== EXERCISE OBJECTIVE ==
Can you rewrite the data with every "bridge support column" changed to "support pillar" and nothing else altered?
• • • • • • •
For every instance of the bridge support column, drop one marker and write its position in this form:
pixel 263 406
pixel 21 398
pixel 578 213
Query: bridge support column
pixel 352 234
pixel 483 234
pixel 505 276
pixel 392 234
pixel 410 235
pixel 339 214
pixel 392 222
• • • • • • •
== THE COMPLETED TASK ==
For every instance of the support pillar, drop one marker and write its position in this form:
pixel 263 406
pixel 21 398
pixel 578 213
Query: support pillar
pixel 352 234
pixel 483 234
pixel 505 276
pixel 392 234
pixel 410 235
pixel 339 214
pixel 392 222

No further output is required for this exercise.